# Task data
+--

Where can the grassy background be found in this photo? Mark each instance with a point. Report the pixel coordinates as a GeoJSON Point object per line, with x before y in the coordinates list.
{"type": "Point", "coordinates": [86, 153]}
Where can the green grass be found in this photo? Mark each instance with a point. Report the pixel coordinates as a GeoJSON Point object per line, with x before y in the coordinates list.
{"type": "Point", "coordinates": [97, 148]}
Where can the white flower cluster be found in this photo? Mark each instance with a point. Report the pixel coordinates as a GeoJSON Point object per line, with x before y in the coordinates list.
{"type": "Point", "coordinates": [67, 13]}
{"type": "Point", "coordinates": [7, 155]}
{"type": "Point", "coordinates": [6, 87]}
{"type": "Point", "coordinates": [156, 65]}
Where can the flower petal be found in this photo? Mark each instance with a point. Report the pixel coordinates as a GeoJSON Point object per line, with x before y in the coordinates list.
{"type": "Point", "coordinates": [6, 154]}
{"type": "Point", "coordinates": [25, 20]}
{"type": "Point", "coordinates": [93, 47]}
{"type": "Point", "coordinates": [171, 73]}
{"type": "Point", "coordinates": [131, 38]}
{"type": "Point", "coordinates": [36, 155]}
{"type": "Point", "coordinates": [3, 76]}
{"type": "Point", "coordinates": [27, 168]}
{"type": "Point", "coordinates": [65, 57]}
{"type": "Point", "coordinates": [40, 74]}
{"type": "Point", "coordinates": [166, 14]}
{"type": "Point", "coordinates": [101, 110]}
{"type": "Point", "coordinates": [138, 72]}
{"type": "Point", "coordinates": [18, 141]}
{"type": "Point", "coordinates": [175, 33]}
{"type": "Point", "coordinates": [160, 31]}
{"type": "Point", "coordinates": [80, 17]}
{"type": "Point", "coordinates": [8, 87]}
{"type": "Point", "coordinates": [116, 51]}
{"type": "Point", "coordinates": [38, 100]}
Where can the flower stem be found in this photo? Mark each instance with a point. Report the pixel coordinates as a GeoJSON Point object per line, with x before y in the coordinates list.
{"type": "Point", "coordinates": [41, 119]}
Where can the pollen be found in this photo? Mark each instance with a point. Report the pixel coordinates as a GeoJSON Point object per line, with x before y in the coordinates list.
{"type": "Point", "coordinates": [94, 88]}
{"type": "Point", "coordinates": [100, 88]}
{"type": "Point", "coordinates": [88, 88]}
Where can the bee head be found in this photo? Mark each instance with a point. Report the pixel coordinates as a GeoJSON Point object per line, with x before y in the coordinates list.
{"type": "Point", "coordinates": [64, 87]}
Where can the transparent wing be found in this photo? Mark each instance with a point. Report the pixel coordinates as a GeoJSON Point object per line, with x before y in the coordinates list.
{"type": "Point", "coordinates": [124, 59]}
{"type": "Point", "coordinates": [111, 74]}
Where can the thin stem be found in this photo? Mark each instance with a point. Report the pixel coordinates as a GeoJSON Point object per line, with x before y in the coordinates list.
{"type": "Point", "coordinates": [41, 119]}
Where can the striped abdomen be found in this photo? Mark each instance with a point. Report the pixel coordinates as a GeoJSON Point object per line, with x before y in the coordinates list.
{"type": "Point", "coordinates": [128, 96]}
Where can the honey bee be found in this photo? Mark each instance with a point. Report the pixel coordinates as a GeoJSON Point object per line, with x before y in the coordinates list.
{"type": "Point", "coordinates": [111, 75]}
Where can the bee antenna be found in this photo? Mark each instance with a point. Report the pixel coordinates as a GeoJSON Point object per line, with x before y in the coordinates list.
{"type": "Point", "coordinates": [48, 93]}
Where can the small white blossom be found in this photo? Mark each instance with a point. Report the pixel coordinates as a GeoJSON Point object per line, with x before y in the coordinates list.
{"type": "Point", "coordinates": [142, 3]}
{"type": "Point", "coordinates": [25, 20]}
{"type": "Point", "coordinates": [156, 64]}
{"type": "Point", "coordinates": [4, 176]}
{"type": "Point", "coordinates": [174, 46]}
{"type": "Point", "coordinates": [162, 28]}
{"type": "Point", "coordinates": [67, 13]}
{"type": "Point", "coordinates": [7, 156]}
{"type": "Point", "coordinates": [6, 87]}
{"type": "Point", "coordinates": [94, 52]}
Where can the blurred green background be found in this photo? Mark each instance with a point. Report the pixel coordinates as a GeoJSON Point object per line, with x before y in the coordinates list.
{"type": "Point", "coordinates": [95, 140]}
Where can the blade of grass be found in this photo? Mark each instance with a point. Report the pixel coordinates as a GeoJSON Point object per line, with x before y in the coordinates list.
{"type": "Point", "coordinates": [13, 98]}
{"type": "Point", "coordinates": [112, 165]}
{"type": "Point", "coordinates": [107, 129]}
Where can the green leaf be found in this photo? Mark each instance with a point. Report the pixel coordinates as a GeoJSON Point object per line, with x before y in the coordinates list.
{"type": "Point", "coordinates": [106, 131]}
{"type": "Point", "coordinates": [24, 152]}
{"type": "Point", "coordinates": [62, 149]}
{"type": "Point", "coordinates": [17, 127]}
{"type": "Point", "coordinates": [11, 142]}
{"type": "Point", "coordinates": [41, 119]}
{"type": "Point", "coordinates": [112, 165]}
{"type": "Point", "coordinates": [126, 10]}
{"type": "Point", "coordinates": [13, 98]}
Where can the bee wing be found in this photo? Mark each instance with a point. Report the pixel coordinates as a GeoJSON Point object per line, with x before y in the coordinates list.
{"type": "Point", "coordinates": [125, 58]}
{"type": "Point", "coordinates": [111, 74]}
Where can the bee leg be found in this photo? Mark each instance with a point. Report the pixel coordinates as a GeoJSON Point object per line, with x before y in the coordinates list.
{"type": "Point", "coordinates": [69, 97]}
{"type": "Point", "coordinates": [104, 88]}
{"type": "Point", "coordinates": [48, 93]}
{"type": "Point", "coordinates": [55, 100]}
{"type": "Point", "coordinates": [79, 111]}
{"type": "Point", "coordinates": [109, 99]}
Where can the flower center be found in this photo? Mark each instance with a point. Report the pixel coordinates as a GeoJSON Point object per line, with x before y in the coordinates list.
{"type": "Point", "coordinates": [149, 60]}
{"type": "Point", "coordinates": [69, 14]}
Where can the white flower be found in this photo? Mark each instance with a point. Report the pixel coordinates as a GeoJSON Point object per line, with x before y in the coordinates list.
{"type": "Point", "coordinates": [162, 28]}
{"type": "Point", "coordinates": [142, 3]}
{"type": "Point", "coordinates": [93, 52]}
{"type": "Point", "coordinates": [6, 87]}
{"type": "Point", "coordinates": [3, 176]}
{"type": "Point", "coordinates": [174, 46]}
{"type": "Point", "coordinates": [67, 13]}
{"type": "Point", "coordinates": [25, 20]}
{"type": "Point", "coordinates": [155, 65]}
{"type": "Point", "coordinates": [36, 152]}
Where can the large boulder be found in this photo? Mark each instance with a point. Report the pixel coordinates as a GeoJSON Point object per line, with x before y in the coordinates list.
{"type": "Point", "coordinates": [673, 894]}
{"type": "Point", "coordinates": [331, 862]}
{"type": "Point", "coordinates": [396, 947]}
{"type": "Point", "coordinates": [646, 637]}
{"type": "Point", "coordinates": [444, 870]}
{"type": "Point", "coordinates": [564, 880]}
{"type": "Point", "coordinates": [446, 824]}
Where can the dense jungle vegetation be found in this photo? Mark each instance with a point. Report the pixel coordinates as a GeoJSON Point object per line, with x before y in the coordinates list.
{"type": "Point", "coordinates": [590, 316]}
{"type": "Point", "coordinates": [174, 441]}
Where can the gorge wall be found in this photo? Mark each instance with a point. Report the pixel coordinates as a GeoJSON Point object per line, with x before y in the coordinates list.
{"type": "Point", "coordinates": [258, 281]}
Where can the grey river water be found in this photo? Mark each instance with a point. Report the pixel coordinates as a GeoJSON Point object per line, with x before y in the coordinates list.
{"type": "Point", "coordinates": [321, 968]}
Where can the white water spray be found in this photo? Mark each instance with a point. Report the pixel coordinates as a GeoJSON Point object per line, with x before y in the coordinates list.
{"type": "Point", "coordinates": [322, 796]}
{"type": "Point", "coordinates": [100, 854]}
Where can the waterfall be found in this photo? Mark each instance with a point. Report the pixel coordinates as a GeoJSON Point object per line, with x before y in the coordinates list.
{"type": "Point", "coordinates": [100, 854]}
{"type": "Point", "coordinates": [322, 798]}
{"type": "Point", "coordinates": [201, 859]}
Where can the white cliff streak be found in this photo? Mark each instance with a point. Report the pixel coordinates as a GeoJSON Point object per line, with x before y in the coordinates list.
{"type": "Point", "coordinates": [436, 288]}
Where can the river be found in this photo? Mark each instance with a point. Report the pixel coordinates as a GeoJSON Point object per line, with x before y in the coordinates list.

+--

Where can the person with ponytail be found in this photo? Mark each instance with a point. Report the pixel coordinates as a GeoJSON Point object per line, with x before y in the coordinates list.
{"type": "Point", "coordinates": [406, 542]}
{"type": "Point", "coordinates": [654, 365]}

+--

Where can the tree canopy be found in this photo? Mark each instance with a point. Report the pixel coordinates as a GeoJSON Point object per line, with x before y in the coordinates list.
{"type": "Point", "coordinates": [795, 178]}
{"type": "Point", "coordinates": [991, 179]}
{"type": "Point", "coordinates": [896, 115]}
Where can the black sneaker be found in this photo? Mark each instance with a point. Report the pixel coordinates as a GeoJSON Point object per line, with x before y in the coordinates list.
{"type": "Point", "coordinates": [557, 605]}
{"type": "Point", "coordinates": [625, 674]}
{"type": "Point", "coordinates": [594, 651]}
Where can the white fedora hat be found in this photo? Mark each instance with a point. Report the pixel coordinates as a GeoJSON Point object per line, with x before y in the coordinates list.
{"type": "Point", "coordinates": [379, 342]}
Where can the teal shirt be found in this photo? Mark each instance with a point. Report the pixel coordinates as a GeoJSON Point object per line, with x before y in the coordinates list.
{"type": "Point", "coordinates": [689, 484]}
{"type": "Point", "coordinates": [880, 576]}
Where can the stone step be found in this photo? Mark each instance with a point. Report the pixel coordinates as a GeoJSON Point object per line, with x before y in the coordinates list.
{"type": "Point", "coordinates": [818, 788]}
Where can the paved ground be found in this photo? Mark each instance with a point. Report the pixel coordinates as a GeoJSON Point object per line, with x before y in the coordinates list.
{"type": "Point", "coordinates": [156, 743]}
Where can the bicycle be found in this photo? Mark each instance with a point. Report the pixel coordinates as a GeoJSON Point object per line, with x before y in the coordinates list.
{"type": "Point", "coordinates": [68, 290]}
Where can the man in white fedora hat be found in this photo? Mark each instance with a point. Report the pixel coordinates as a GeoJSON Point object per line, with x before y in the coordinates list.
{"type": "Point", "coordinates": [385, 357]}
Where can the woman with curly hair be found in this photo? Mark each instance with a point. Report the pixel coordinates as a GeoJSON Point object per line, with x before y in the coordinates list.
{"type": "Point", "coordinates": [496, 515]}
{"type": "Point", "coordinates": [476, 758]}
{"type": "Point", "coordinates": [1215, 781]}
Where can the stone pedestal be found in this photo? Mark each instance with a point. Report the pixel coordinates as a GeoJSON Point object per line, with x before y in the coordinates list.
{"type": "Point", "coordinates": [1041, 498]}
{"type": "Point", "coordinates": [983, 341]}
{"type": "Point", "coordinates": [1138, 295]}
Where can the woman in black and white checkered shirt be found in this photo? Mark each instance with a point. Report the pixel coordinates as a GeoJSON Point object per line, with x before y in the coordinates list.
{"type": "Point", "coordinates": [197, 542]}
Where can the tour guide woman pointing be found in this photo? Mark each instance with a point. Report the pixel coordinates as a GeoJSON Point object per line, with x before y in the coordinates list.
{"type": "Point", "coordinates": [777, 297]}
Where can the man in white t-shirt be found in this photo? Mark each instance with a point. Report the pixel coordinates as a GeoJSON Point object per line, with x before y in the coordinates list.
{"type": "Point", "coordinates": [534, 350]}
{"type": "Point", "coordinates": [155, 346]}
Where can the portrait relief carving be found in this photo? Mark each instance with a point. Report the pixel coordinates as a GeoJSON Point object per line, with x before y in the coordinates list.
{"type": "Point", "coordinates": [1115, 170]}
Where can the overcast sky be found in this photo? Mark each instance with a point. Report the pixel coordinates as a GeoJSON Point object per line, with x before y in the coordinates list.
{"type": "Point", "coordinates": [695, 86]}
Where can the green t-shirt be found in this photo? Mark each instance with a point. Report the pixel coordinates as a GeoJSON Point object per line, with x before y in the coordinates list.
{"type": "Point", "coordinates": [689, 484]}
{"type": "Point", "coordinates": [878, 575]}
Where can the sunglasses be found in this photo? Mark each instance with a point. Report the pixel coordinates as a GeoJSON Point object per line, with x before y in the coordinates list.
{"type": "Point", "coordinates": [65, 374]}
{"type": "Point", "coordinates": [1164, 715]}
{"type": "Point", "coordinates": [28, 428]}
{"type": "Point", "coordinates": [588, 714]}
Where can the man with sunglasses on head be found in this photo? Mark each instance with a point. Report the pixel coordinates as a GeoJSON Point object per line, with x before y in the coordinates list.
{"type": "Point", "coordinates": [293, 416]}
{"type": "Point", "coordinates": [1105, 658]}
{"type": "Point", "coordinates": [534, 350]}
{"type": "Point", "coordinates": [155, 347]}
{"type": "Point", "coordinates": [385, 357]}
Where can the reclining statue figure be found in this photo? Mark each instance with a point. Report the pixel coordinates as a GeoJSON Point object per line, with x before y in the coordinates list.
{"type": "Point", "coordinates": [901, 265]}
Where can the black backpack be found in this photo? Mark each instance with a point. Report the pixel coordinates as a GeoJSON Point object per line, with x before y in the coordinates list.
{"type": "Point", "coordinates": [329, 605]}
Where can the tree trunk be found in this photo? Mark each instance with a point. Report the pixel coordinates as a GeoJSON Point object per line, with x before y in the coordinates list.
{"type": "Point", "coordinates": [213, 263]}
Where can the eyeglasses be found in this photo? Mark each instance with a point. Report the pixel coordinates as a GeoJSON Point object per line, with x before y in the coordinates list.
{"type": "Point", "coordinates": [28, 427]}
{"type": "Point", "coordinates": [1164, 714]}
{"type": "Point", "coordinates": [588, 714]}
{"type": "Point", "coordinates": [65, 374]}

+--

# What is needed
Find where the line with "Where can the waterfall" sits in the material above, then copy exactly from it through the line with "Where can the river". Add no other line.

# Solution below
Where can the waterfall be found in this photo? Mark each instance with a point. Report the pixel coordinates as a GeoJSON Point object per line, with x before y in the coordinates list.
{"type": "Point", "coordinates": [100, 854]}
{"type": "Point", "coordinates": [322, 798]}
{"type": "Point", "coordinates": [201, 859]}
Where can the white cliff streak be found in this photo? Mark each instance with a point. Report the pixel coordinates as a GeoJSON Point object per line, with x before y in the coordinates list.
{"type": "Point", "coordinates": [436, 288]}
Where can the river be found in this photo? Mark each instance with a point. Report the pixel coordinates as a GeoJSON Point object per line, with x before y in the coordinates list.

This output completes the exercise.